# SET PROBLEM
Duplicate the lines from the very first one through the line holding "POLYGON ((0 172, 0", inclusive, without changing anything.

# PROVIDED RECORDS
________________________________________

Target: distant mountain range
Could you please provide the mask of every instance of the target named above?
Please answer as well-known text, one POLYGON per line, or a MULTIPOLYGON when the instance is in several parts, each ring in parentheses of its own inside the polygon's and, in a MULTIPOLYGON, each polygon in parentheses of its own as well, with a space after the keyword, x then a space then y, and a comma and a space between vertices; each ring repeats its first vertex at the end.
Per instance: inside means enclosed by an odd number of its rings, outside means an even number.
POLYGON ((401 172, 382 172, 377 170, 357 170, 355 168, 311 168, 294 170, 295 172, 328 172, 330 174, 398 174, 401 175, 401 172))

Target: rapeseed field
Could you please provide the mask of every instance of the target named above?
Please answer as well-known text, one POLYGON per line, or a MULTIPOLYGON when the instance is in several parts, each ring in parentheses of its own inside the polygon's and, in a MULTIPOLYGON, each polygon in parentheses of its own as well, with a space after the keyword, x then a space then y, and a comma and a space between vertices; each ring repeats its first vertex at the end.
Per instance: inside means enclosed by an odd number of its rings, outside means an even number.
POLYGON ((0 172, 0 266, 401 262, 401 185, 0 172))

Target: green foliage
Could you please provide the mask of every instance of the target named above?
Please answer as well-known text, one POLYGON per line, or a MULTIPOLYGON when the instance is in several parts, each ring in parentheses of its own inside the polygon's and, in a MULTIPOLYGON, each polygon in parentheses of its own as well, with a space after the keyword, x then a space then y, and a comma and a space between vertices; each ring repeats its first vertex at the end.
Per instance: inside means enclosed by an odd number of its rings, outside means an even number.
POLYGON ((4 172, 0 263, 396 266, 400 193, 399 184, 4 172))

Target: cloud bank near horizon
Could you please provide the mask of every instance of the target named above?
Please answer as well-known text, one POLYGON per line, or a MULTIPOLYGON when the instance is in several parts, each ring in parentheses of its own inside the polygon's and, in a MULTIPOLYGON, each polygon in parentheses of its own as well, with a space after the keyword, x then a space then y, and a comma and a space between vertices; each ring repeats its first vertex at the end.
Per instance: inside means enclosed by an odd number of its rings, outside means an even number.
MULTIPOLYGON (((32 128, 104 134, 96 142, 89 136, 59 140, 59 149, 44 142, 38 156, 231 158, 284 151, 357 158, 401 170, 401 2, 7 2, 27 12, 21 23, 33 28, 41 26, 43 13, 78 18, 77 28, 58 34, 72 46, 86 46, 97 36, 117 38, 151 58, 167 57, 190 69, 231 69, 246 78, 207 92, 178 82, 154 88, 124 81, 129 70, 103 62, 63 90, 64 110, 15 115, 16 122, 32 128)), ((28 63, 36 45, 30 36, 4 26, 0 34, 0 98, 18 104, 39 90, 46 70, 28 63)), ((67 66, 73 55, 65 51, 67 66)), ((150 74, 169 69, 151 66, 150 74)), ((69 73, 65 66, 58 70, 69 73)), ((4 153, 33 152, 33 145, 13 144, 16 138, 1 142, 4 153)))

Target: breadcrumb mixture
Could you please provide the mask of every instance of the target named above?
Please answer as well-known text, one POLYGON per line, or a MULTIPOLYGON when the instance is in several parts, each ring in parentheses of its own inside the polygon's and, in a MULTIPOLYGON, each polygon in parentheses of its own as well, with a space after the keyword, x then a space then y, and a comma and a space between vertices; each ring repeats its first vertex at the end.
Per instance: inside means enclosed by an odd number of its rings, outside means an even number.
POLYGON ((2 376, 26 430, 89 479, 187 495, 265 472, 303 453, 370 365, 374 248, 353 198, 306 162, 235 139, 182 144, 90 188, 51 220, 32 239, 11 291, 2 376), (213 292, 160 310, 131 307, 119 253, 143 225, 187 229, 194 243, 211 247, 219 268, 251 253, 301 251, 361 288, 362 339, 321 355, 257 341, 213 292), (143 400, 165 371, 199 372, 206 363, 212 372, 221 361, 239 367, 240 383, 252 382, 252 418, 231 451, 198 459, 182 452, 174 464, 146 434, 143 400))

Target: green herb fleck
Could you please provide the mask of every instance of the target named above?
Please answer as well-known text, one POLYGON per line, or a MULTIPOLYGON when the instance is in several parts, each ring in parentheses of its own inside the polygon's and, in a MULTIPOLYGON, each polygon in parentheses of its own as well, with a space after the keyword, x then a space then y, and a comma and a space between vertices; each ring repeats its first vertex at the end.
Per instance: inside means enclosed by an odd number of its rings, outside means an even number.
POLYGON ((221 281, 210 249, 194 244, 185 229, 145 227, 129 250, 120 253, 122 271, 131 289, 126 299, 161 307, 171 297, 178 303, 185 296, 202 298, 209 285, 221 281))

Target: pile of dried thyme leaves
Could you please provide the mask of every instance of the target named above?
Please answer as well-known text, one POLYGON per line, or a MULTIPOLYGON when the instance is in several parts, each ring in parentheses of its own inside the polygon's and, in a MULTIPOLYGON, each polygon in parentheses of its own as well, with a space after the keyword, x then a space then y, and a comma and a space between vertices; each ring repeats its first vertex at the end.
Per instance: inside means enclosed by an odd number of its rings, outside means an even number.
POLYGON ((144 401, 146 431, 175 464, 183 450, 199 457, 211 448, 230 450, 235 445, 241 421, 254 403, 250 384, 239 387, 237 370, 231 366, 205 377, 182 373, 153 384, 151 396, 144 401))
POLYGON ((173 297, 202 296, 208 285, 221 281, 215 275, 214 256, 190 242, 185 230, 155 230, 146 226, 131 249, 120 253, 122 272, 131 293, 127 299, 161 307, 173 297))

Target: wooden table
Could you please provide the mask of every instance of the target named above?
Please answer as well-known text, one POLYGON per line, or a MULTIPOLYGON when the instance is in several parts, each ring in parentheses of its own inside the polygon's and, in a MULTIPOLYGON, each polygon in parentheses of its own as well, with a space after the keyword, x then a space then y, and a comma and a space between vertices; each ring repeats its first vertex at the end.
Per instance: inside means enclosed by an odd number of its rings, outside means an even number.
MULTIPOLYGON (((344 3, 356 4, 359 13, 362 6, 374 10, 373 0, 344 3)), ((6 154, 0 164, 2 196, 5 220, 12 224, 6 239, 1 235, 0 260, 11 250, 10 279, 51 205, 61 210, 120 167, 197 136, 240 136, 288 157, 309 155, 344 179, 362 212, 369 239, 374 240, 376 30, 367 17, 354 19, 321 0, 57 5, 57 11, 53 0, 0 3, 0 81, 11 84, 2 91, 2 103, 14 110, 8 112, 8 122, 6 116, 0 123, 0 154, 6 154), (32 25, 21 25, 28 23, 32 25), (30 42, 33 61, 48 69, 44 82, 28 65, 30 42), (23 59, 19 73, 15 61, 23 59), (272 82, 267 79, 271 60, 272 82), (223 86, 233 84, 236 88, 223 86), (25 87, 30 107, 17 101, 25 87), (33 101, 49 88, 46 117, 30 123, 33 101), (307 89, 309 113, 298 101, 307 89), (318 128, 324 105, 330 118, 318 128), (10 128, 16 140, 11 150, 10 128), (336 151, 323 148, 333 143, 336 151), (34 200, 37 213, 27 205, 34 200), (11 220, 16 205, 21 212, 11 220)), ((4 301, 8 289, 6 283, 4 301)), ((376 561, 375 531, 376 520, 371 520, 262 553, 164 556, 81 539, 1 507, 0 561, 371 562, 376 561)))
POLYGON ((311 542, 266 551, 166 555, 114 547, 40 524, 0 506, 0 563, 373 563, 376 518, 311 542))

________________________________________

# EXERCISE SOLUTION
Target: distant mountain range
Could you please provide the mask of every instance of the target named above?
Please answer as well-known text, one POLYGON per line, or a MULTIPOLYGON when the instance is in several parts, each ring in parentheses of its own inside the polygon's and, in a MULTIPOLYGON, each polygon in parentheses of its own as well, with a space after the keyword, x then a space then y, and a comma and a space between vertices; each ring repeats its first vertex at the end.
Per instance: inside means enclosed by an odd number of its rings, outside means an even number.
POLYGON ((401 172, 382 172, 377 170, 357 170, 355 168, 311 168, 294 170, 295 172, 328 172, 330 174, 398 174, 401 175, 401 172))

Target: rapeseed field
Could you please provide the mask of every instance of the target named above?
Please answer as well-known text, one POLYGON per line, or a MULTIPOLYGON when the instance is in several parts, each ring in parentheses of its own inside the polygon's and, in a MULTIPOLYGON, each polygon in parentheses of its own as well, with a space after the keyword, x then a space then y, and a comma and a space between vertices; each ring repeats its first vertex at the end.
Per instance: inside means enclosed by an odd number of its rings, outside means an even number.
POLYGON ((0 172, 0 266, 401 262, 401 185, 0 172))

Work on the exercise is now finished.